[What you have to do]
Pull out every line of the records that contains the string "spaces", and copy each one in full.

[Outline annotation records]
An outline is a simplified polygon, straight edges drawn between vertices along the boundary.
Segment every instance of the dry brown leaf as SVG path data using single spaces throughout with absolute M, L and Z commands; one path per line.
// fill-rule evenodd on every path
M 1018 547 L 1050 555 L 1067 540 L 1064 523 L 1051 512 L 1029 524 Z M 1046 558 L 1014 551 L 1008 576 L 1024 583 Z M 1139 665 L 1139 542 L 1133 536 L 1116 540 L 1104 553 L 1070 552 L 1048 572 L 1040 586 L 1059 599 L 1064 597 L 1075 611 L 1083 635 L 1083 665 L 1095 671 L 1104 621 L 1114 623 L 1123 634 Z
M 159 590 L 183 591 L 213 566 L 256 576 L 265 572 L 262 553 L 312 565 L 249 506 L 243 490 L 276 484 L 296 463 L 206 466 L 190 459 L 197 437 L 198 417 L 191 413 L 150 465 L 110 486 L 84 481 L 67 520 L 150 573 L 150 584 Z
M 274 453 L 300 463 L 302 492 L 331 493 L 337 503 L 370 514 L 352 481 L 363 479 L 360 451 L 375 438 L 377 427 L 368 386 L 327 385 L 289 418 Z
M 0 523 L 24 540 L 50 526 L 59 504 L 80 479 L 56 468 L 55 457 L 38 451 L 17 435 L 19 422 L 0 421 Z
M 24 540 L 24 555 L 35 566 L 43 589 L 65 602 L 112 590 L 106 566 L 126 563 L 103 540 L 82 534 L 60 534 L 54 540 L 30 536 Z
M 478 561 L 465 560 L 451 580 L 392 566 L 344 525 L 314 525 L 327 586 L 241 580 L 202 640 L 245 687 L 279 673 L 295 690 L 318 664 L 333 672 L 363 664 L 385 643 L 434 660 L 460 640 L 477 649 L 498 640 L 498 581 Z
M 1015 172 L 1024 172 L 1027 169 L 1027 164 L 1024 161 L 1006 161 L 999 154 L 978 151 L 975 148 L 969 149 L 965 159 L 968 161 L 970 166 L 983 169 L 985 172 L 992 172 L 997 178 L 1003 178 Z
* * *
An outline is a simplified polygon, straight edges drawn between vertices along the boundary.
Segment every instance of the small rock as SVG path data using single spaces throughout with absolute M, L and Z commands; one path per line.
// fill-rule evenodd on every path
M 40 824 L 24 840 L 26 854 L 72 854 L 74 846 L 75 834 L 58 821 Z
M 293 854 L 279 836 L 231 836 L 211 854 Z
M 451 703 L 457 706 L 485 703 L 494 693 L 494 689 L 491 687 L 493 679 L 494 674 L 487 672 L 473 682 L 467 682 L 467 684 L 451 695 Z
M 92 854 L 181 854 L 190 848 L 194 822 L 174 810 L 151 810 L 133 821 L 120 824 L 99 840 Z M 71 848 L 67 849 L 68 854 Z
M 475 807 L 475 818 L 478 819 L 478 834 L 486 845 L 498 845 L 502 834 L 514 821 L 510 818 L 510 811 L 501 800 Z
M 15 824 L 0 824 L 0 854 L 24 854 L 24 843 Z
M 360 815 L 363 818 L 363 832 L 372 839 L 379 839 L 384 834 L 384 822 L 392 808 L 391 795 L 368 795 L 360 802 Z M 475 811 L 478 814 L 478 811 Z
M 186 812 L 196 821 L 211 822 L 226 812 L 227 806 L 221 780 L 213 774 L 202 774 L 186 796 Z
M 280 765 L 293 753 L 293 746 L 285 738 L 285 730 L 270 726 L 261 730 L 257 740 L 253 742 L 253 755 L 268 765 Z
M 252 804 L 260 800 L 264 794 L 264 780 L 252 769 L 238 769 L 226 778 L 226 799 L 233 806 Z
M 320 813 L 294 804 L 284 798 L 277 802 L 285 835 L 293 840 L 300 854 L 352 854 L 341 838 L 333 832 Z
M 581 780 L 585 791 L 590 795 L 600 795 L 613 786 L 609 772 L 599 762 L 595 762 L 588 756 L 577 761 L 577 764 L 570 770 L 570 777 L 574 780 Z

[The reply]
Segment every instance of the dry brown leaf as SVG path data using single spaces throughout with absolute M, L and Z commands; one path per line.
Segment every instance of the small rock as SVG path data using single spaces throughout with absolute M, L and Z commands; one path per line.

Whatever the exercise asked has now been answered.